Bei der Erforschung des unbekannten und sagenhaften Landes Avalon lernt Peter auch die Dame von Avalon kennen. Sie schützt mit ihren Nebeln das Land vor fremden Eindringlingen. Das alte, verzauberte, mythische Avalon, Land der ewigen Jugend, und sein einzigartiger Zauber werden von den Erwachsenen bedroht.
Ulfger, der Sohn und Erbe des Gehörnten, sieht in Peter einen Konkurrenten und somit eine Bedrohung um die Macht in Avalon. Er verkennt damit die wahre Bedrohung für das paradiesische Land. Daraufhin fasst Peter den uneigennützigen Entschluss, sich ein Kinderheer zu schaffen. Er holt aus der Welt der Erwachsenen Kinder, am besten im Alter von 14 oder 15 Jahren, die zu Außenseitern wurden und die niemand wirklich vermisst. Diese Kinder stehen meist an einem gefühlsmäßigen Abgrund. Sie wurden körperlich und seelisch misshandelt und sehen keinen Ausweg mehr. Nathan etwa steht kurz davor, in einem blutigen Racheakt die Mörder seines Bruders zu erschießen. Nick, der noch unverdorben ist, fühlt sich genötigt, den brutalen Drogendealern, an die seine Mutter untervermietete und die nun die Familie schikanieren, die Drogen wegzunehmen. Peter bietet den Kindern eine neue Chance zu einem einigermaßen friedlichen Leben. Er verschweigt aber, dass Avalon, das angebliche Paradies, vom Untergang bedroht ist und sie ihm bei der Vertreibung seiner Feinde helfen müssen. Weil Peter für die Kinder zu ihrem Anführer und einer Vertrauensperson wird, folgen sie ihm überallhin, um das in die Tat umzusetzen, was er für richtig erachtet.
Der amerikanische Autor und Illustrator Brom schreibt, er möchte das Buch Der Kinderdieb als Lobgesang auf die ursprüngliche, nicht geschönte, nicht entschärfte und nicht bereinigte Fassung des Romans Peter Pan von James M. Barrie verstanden wissen, der im Jahr 1911 zum ersten Mal erschien. Der Kinderdieb zählt unzweifelhaft zur Untergruppierung Dark Fantasy. Er ist weitaus brutaler als normale Jugendbücher oder gar Märchen. Eine Altersempfehlung gebe ich selten ab. Doch sollten Kinder das Buch erst ab 15 Jahre in die Hand nehmen. Für jüngere ist das Buch nicht geeignet. Mir stellt sich jedoch die Frage, ob das Buch tatsächlich für Jugendliche gedacht ist oder ob es nicht einfach nur die Aufarbeitung der eigenen Kindheit ist. Der Wunsch, Peter Pan, der nicht erwachsen werden kann, so zu beschreiben und zu zeichnen, wie er, Brom, ihn sieht. Der Roman stört das Zufriedenheitsgefühl des Lesers, wenn er das Buch, mit den ohne Zweifel gelungenen Zeichnungen, in die Hand nimmt. Meiner Ansicht nach fordert es die Leser heraus nachzudenken. Daher mag es stellenweise etwas zäh zu lesen sein. Im Grunde beginnt der Roman erst richtig, als Peter nach Kindern für seine Armee sucht. Die Geschichte lebt von Rückblicken, die viel von dem erklären, was Brom zuerst als Wissen voraussetzte. Das zeigt sich vor allem, wenn er wieder einmal mehr auf alte Sagen und Mythen eingeht, indem er sie lediglich kurz erwähnt.

_IHRE AUFGABEN_.
1) Fassen Sie den Textauszug in zwei Sätzen zusammen.
2) Schreiben Sie aus dem Textauszug die Passage von „Bei der Erforschung“ bis einschließlich „den Erwachsenen bedroht.“ wortgetreu ab.
3) Womit schützt die Dame von Avalon laut dem Textauszug das Land vor fremden Eindringlingen?

_EXTRAHIERTE DATEN_.

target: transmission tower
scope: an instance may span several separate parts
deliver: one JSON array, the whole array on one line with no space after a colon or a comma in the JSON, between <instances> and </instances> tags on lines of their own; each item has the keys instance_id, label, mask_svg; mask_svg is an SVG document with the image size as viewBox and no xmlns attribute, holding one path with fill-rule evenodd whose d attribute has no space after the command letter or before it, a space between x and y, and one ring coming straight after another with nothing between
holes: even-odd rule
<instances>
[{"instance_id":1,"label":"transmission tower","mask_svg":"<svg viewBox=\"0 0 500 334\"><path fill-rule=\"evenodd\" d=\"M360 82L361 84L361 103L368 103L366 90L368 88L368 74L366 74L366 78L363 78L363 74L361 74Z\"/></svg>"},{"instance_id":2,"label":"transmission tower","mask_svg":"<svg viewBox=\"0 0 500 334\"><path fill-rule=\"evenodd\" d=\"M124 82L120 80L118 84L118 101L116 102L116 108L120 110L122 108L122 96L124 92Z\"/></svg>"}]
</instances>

==

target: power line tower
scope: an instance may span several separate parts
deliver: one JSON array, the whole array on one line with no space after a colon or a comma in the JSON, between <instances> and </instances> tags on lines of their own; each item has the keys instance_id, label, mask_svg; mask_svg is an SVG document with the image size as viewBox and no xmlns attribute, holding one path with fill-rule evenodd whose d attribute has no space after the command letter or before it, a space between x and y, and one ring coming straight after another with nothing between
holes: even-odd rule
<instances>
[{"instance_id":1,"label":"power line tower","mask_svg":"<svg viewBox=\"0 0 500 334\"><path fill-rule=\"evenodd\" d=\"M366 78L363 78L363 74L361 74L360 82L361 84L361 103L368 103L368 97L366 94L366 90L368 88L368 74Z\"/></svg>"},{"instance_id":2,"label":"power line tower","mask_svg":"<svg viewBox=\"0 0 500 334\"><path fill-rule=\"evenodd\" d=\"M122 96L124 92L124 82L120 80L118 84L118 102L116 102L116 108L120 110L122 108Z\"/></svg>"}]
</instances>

_LÖSUNGEN_.
1) In Broms Roman Der Kinderdieb schafft sich Peter ein Kinderheer aus misshandelten Außenseitern der Erwachsenenwelt und verschweigt ihnen, dass Avalon vom Untergang bedroht ist und sie bei der Vertreibung seiner Feinde helfen müssen. Die Besprechung ordnet das Buch der Dark Fantasy zu, empfiehlt es erst ab 15 Jahren und beschreibt es als herausfordernd, aber stellenweise etwas zäh zu lesen.

2)
Bei der Erforschung des unbekannten und sagenhaften Landes Avalon lernt Peter auch die Dame von Avalon kennen. Sie schützt mit ihren Nebeln das Land vor fremden Eindringlingen. Das alte, verzauberte, mythische Avalon, Land der ewigen Jugend, und sein einzigartiger Zauber werden von den Erwachsenen bedroht.

3) Mit ihren Nebeln.